_Prompt_: Summarize the testimony of Zdeněk Daniel below in two sentences.
*** Opening Selected extract ***
Zdeněk Daniel

* 1929

  • "The Gipsies were settled in Moravia since my great-grandma's time - since around 1800. It was a peculiar village, a so-called colony. Oslavany. We lived there quite happily, my parents built a nice family house and we had a good life. My mum had a textile trade, my dad was a horse trader - even during the war. We were quite wealthy because we had a servant and even a coachman. But then the war came and they came for us. I was lucky doing my vocational training there. I was at my auntie's - my dad's sister. She was a widow, a very kind lady, and she took the three of us with her. What she did for us is beyond comparison. There were three of us who... We were saved from Auschwitz. So many years passed and I am still emotional about it."
*** Closing Selected extract ***
*** Opening Dataset extract ***
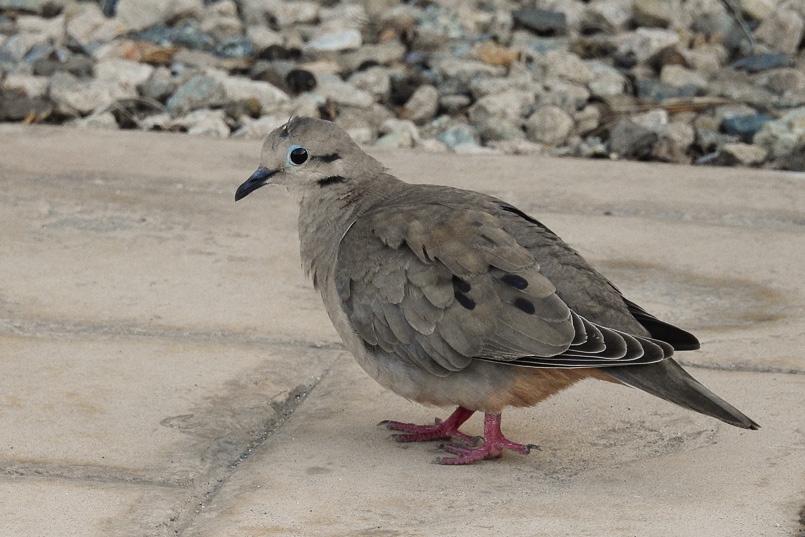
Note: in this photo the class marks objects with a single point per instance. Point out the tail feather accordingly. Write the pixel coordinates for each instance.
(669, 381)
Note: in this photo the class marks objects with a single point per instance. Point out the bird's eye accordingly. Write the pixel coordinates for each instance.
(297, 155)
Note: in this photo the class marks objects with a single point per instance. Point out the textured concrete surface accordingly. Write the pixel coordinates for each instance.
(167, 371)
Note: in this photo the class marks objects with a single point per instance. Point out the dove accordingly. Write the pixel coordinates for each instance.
*** Closing Dataset extract ***
_Output_: Zdeněk Daniel, born in 1929, recalls that Gipsies had been settled in Moravia since around 1800, in the time of the speaker's great-grandmother, and that the family lived happily and fairly wealthily in the colony of Oslavany, where the mother had a textile trade and the father was a horse trader. When the war came and they came for the family, the speaker and two others were taken in by a kind widowed aunt, the father's sister, and were saved from Auschwitz, which still stirs the speaker's emotions many years later.